▶ _YOUR ASSIGNMENT_
In the records below, find the line containing "Format your answer" and restate it and all lines after it exactly, through the last line.

▶ _RECORDED DATA_
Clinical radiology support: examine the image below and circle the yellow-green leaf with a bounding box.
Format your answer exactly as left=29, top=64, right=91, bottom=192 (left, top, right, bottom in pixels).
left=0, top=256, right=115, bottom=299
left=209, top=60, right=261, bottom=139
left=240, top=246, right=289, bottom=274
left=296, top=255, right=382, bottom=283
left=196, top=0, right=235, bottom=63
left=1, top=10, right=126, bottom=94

▶ _WRITTEN RESPONSE_
Format your answer exactly as left=29, top=64, right=91, bottom=192 (left, top, right, bottom in pixels).
left=0, top=256, right=115, bottom=299
left=209, top=60, right=261, bottom=139
left=240, top=246, right=289, bottom=274
left=296, top=255, right=382, bottom=283
left=196, top=0, right=235, bottom=63
left=1, top=10, right=126, bottom=94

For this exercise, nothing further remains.